START
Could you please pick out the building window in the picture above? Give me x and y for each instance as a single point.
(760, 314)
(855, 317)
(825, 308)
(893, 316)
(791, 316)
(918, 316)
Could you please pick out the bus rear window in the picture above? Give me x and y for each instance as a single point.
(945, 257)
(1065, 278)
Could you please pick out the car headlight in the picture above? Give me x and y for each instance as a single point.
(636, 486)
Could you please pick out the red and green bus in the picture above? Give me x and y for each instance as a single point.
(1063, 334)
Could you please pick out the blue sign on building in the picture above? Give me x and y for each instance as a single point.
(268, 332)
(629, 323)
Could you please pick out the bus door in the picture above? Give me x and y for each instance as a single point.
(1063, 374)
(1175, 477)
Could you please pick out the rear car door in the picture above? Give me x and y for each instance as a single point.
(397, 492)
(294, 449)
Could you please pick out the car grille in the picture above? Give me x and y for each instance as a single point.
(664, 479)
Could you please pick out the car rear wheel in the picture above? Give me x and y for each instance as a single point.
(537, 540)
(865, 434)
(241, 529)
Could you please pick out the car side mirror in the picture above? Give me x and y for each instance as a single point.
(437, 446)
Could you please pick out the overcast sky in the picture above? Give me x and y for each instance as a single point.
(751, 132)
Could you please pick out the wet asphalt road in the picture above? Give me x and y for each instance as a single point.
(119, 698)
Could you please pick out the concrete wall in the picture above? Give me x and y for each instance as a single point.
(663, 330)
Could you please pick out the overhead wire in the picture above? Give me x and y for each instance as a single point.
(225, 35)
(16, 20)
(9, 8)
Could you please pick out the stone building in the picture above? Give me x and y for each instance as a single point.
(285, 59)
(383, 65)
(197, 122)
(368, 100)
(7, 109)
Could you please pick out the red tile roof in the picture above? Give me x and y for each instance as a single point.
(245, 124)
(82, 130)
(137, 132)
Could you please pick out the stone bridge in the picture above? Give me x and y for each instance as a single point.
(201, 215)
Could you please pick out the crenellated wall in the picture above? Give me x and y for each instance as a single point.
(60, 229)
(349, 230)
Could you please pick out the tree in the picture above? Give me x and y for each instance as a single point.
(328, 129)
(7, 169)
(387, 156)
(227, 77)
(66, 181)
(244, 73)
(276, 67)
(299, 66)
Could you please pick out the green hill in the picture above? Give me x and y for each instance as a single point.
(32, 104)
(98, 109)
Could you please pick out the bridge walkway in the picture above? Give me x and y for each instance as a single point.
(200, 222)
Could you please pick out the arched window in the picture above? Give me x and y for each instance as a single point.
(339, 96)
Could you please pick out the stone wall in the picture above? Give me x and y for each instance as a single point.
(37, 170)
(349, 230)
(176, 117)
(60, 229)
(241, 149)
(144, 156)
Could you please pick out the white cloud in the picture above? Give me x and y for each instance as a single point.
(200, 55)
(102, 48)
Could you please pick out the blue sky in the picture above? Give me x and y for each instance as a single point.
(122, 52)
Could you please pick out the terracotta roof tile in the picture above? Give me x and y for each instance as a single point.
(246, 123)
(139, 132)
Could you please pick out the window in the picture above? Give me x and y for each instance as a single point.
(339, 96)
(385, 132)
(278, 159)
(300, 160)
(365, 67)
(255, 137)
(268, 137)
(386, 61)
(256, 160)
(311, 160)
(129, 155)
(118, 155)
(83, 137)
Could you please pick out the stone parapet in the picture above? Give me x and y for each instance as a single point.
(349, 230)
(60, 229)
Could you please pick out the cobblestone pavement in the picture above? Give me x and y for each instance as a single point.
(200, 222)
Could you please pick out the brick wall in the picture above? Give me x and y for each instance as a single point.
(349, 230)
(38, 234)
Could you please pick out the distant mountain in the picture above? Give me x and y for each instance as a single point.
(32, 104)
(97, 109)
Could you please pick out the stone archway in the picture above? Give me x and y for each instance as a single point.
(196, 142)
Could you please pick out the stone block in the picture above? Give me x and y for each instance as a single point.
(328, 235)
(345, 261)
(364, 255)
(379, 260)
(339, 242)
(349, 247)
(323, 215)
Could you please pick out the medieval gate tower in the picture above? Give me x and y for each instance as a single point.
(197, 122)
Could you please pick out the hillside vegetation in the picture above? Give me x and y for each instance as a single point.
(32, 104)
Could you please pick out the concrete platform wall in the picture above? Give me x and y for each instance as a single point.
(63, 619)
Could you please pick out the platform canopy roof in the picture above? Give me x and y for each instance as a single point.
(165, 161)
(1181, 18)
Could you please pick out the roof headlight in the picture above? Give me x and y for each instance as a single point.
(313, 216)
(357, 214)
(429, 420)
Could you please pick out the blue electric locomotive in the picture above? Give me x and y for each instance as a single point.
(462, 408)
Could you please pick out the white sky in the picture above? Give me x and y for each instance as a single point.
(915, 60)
END
All the entries above need to be reproduced exactly.

• **Response to this task**:
Could you please pick out the building window in the picture above? Give me x and y for each instance as a single point.
(760, 314)
(855, 317)
(825, 308)
(893, 316)
(791, 316)
(918, 316)
Could you please pick out the bus rear window in the picture above? Give me x and y for each instance as a single point.
(945, 257)
(1065, 278)
Could you please pick out the car headlight in the picture above? Give me x and y for each instance as a single point.
(636, 486)
Could you please pick out the red and green bus in the picture above? Give me x and y for each instance as a single point.
(1063, 334)
Could you please pick out the blue sign on building in the picture above? Give me x and y for each instance as a single point.
(268, 332)
(629, 323)
Could you please pick out the bus door in the picture above? Give me x and y for each instance as a single point.
(1063, 374)
(1175, 477)
Could you please pick out the rear car door in the picture above? Give me x and y for each instance as a single point.
(397, 492)
(294, 449)
Could you please pick out the car grille in the picture above? Give me x and y for each instance as a single point.
(664, 479)
Could you please pick out the car rear wheel in the picture above? Give me x and y for each instance as a single point.
(537, 540)
(865, 434)
(241, 529)
Could you please pick out the car side mirror in the picture above? Give me x and y for each instance as a single point.
(437, 446)
Could you please pick out the overcast sky in the picture above? Give me x and y for each instance as a single point.
(751, 132)
Could you please pick out the wet asphalt road in the picture above? Give me x and y for each instance as a single point.
(119, 698)
Could you please pick out the concrete wall in the picture above? Give me x and y for each instance as a single point.
(663, 330)
Could you please pick out the overhead wire in the picture above? Give me x and y for each instance as a single point.
(225, 35)
(16, 20)
(9, 8)
Could you please pick out the stone building in the picture above? Give me x and y for each instance as a single point.
(285, 59)
(383, 65)
(197, 122)
(368, 100)
(7, 109)
Could you please pick out the red tile roof in the picture above? Give me x and y for each instance as a single point.
(245, 124)
(82, 130)
(137, 132)
Could you please pick out the stone bridge in the picture above? Give me x and y for each instance as a single point.
(201, 215)
Could you please pick out the crenellated wall in the picture above? Give me x and y for each instance as a single point.
(60, 229)
(349, 230)
Could you please pick out the tree in the picture above? Give me x and y for each instance as a single point.
(328, 129)
(7, 169)
(387, 156)
(227, 77)
(66, 181)
(244, 73)
(276, 67)
(299, 66)
Could you please pick out the green hill in the picture above? Give me x and y for each instance as a single point.
(32, 104)
(98, 109)
Could you please pick out the bridge walkway in the picture above? Give me x and y for each instance as a single point.
(200, 222)
Could you please pick out the arched window in the picture above? Give me x and y for each instance as a single point.
(339, 96)
Could you please pick out the stone wall in the picture above? Give me x and y for each instance as a single point.
(37, 170)
(349, 230)
(176, 117)
(60, 229)
(241, 149)
(144, 156)
Could you please pick out the white cloud in the picture above? Give me x and y for each instance as a single point.
(200, 55)
(102, 48)
Could you please pick out the blue sky in the picture above? Give me x and y for each instance as a single point.
(122, 52)
Could you please pick out the terracotta roof tile in the picture above? Give me x and y for each instance as a single point.
(246, 123)
(139, 132)
Could you please pick out the window in the picture above? Give me x and y for each instance as a single point.
(339, 96)
(385, 132)
(278, 159)
(300, 160)
(365, 67)
(255, 137)
(268, 137)
(386, 61)
(256, 160)
(311, 160)
(129, 155)
(118, 155)
(83, 137)
Could you please pick out the stone parapet in the picture above? Give me x and y for each instance as a single point.
(349, 230)
(60, 229)
Could you please pick out the cobblestone pavement in the picture above? Give me x and y for each instance as a single point.
(200, 222)
Could you please pick out the brick wall in the picture above? Give me x and y for each instance as a single point.
(349, 230)
(38, 234)
Could you please pick out the distant mountain in the picture above? Give me x and y for each instance as a single point.
(32, 104)
(97, 109)
Could you please pick out the stone archway in the picture above? Give me x and y for each instance as a single point.
(196, 142)
Could you please pick out the stone block in the picture above? Give me x and y for each instance as a single point.
(328, 235)
(345, 261)
(364, 255)
(379, 260)
(339, 242)
(349, 247)
(323, 215)
Could you please pick out the medieval gate tower in the picture above? Give me x and y for each instance as a single point.
(197, 122)
Could you please pick out the hillside vegetation in the picture above? Give me x and y for each instance as a single point.
(32, 104)
Could you please pick out the concrete platform wall in the picture above? Give me x and y for each instance as a single point.
(63, 619)
Could you please pick out the platform canopy roof in the picture above? Give me x and y for each instance as a single point.
(165, 161)
(1181, 18)
Could you please pick out the roof headlight in the picture above? Give me x and y for each instance as a single point.
(313, 216)
(357, 214)
(429, 420)
Could you please pick out the blue electric locomotive in the picture above? Give me x and y for each instance as a single point.
(462, 408)
Could you please pick out the white sky in the picture above? Give me x and y for each instance as a single point.
(915, 60)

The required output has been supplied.